**EXERCISE DETAILS:** Extract every line starting at the line that contains "of the ceramic" and ending with the final line of the data, inclusive; give only those lines, word for word.

**EXTRACTED INFORMATION:**
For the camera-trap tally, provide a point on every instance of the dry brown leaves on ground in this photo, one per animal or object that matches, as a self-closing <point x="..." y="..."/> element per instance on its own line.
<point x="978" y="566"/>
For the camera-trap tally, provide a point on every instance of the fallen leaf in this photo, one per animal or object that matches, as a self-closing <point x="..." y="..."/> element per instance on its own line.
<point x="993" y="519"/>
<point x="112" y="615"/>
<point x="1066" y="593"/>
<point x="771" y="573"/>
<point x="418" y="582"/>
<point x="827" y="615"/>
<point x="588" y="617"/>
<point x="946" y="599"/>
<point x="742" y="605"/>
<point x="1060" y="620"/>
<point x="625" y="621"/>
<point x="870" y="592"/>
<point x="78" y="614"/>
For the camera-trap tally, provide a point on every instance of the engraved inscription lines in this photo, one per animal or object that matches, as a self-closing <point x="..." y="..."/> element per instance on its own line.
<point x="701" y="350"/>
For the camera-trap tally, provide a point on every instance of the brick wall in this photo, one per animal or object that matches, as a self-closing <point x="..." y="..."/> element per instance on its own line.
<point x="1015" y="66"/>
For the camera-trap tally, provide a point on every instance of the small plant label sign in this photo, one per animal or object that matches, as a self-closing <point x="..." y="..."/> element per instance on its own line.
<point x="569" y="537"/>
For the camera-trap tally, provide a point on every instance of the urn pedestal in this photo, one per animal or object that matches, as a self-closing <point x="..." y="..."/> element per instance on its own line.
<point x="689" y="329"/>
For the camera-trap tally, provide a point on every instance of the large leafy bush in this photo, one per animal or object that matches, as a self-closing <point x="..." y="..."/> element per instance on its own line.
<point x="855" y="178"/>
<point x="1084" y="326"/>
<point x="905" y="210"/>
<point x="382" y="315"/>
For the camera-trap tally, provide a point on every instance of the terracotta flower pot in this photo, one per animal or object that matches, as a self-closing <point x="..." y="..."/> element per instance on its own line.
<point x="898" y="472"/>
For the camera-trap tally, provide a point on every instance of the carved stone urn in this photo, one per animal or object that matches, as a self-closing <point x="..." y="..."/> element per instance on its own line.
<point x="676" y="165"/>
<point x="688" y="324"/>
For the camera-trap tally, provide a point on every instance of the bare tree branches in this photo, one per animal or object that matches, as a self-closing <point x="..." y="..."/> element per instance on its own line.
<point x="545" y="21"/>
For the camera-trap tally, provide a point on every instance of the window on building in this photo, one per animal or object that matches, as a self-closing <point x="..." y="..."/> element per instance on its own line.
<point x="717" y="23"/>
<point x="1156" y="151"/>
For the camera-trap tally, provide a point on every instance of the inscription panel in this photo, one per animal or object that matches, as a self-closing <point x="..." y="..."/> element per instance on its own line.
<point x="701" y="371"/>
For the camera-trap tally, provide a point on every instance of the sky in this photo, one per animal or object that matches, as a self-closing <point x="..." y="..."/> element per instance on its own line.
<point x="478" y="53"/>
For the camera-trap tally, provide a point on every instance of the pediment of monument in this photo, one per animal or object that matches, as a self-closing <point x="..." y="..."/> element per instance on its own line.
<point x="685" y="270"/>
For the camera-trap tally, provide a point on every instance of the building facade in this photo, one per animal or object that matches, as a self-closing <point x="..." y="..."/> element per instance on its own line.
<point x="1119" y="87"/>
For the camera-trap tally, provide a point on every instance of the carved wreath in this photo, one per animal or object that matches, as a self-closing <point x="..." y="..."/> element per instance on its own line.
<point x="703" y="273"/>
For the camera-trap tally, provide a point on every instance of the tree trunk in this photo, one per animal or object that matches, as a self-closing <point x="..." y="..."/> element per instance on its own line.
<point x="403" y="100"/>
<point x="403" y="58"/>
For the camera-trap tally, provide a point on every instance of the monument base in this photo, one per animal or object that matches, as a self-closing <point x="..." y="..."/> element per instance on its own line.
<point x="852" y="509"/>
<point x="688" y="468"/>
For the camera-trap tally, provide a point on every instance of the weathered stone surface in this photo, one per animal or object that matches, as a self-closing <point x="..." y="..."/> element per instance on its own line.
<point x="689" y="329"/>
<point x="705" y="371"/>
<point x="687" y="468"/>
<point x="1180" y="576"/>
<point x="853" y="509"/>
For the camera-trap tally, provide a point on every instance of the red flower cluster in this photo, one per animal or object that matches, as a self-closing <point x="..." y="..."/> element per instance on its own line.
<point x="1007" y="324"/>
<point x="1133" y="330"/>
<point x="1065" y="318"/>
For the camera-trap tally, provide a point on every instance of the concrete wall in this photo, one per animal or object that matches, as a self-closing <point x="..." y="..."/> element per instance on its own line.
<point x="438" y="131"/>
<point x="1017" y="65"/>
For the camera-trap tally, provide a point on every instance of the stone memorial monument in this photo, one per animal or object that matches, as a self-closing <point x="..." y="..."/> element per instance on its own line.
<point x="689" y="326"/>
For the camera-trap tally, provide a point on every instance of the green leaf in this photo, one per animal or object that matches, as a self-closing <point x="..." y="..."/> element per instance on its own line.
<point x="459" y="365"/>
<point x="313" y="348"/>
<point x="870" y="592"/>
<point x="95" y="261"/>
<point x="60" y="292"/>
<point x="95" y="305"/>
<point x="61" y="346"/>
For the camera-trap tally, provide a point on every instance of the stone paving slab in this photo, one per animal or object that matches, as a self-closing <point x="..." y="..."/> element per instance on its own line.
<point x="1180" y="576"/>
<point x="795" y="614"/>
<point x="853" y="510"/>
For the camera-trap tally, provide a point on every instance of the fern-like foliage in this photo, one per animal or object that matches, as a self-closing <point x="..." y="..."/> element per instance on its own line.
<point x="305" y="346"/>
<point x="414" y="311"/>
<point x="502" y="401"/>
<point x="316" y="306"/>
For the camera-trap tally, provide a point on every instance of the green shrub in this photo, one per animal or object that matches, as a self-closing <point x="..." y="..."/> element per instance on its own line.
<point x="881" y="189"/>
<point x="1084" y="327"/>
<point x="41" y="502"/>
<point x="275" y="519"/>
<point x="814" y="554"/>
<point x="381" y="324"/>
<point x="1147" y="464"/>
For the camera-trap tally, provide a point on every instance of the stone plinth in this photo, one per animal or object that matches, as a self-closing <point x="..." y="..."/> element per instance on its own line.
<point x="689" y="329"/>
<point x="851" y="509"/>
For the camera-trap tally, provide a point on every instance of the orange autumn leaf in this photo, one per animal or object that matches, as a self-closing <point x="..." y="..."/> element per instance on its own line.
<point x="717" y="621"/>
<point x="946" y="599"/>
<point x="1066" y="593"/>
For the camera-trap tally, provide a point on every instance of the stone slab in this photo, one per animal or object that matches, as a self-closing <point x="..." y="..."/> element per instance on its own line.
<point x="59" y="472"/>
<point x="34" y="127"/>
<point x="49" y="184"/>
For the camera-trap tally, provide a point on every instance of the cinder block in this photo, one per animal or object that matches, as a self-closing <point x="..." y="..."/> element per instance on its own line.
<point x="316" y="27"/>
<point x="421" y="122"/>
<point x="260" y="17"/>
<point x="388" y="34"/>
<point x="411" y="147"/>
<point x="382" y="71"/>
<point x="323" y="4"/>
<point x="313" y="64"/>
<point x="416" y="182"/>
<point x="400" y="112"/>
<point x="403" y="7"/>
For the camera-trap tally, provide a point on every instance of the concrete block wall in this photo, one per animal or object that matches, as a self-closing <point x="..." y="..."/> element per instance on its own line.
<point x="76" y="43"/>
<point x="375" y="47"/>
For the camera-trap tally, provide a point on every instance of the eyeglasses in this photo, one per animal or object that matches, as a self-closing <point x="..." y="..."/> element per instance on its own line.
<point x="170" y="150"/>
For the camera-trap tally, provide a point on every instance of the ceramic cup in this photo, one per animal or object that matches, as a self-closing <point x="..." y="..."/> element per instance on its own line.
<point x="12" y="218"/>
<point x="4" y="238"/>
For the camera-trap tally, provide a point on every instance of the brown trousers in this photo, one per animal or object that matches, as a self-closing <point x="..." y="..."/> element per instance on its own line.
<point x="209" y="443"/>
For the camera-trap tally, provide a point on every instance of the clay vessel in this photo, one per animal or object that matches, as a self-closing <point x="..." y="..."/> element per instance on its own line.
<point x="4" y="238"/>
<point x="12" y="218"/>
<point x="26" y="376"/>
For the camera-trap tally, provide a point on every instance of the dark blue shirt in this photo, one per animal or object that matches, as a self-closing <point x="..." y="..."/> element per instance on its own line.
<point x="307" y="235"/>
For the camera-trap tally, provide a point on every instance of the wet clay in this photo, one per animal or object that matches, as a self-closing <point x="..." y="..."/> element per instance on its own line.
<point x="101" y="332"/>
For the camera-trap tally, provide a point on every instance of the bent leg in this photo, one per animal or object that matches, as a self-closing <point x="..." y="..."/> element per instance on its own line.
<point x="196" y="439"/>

**EXPECTED ANSWER:**
For the camera-trap tally, provide a point on every instance of the ceramic cup in this photo, one per animal or object that matches, as a self-closing <point x="..." y="..."/> element per instance on its own line.
<point x="12" y="218"/>
<point x="4" y="238"/>
For the camera-trap tally, provide a point on every instance of the brown trousers in this photo, one per animal or object that matches, as a self-closing <point x="..." y="..."/> element per instance on its own line.
<point x="209" y="443"/>
For the camera-trap tally, provide a point on every instance of the clay vessel in this photo, one per animal or object that matches, as a self-closing <point x="..." y="..."/> element per instance on its own line.
<point x="4" y="238"/>
<point x="12" y="218"/>
<point x="26" y="376"/>
For the camera-trap tally, provide a point on every instance of the dark blue shirt in this photo, one per animal or object that matches, as a self-closing <point x="..." y="..."/> element per instance on its own line.
<point x="307" y="235"/>
For the camera-trap tally, provide a point on every instance of the wet clay in this photo, one per animal or object that matches, as a self-closing <point x="..." y="..."/> element per instance on its own line.
<point x="101" y="332"/>
For the camera-trap tally, provide a point on every instance of the bent leg in this photo, one per animal or object that matches, as a self-closing <point x="..." y="..."/> element per instance on its own line.
<point x="196" y="439"/>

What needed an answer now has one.